Source material
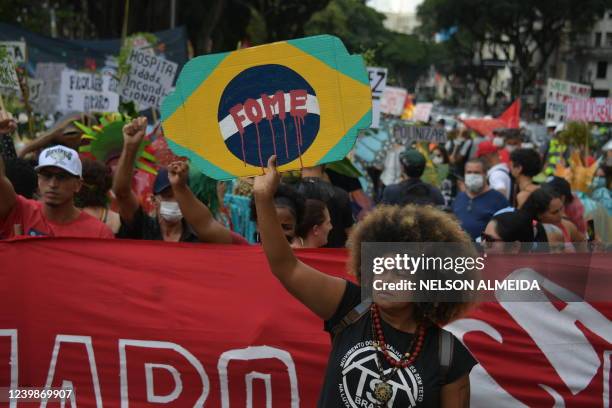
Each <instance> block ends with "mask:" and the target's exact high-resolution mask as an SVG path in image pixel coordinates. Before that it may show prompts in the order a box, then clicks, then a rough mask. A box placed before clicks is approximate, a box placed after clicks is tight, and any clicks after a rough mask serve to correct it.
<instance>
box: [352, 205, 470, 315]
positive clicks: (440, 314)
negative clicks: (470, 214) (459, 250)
mask: <svg viewBox="0 0 612 408" xmlns="http://www.w3.org/2000/svg"><path fill="white" fill-rule="evenodd" d="M366 242H424V243H429V242H448V243H458V244H468V245H467V246H466V248H473V247H472V240H471V238H470V236H469V235H468V234H467V233H466V232H465V231H464V230H463V229H462V228H461V226H460V224H459V222H458V221H457V220H456V219H455V218H454V217H453V216H452V215H450V214H447V213H445V212H443V211H440V210H438V209H435V208H433V207H430V206H416V205H407V206H404V207H399V206H385V205H383V206H379V207H377V208H376V209H375V210H374V211H372V212H371V213H370V214H368V215H367V216H366V218H365V219H364V220H363V221H361V222H360V223H359V224H357V226H356V227H355V229H354V230H353V231H352V233H351V236H350V237H349V251H350V258H349V264H348V267H349V273H351V274H353V275H356V276H357V278H358V279H359V280H361V244H362V243H366ZM469 256H476V252H475V250H474V251H473V252H470V254H469ZM471 305H472V303H471V302H470V301H468V300H466V301H465V302H456V303H451V302H441V303H439V304H434V303H432V302H419V303H415V308H414V313H415V316H414V318H415V319H416V321H417V322H427V321H429V322H432V323H434V324H438V325H444V324H447V323H448V322H450V321H452V320H455V319H457V318H459V317H460V316H461V315H462V314H464V313H465V312H466V311H467V310H468V309H469V308H470V307H471Z"/></svg>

Prompt
Please reproduce the whole listing exactly; the pictures stay out.

Response to the task
Each <instance> block ends with "mask:" and the target's exact high-resolution mask as an SVG path in image pixel coordinates. Before that it may show prompts in the order a box, then clicks, then a rough mask. A box placed before clicks is approximate, a box placed after clicks is tight, and any clicks after a rough mask serve to correct it.
<instance>
box: [352, 205, 470, 315]
positive clicks: (440, 314)
negative clicks: (470, 214) (459, 250)
mask: <svg viewBox="0 0 612 408" xmlns="http://www.w3.org/2000/svg"><path fill="white" fill-rule="evenodd" d="M366 242H424V243H429V242H448V243H458V244H468V245H467V246H466V248H473V247H472V240H471V238H470V236H469V235H468V234H467V233H466V232H465V231H464V230H463V229H462V228H461V226H460V224H459V222H458V221H457V220H456V219H455V218H454V217H453V216H452V215H450V214H447V213H445V212H443V211H440V210H438V209H435V208H433V207H430V206H416V205H407V206H404V207H399V206H385V205H383V206H379V207H377V208H376V209H375V210H374V211H372V212H371V213H370V214H368V215H367V216H366V218H365V219H364V220H363V221H361V222H360V223H359V224H357V226H356V227H355V229H354V230H353V231H352V233H351V236H350V237H349V251H350V258H349V264H348V267H349V273H351V274H353V275H356V276H357V278H358V279H359V280H361V244H362V243H366ZM469 256H476V252H475V250H474V251H473V252H470V254H469ZM471 305H472V303H471V302H470V301H468V300H466V301H465V302H456V303H451V302H441V303H439V304H434V303H432V302H419V303H415V308H414V313H415V316H414V318H415V319H416V321H417V322H427V321H429V322H432V323H434V324H438V325H444V324H447V323H448V322H450V321H452V320H455V319H457V318H459V317H460V316H461V315H462V314H464V313H465V312H466V311H467V310H468V309H469V308H470V307H471Z"/></svg>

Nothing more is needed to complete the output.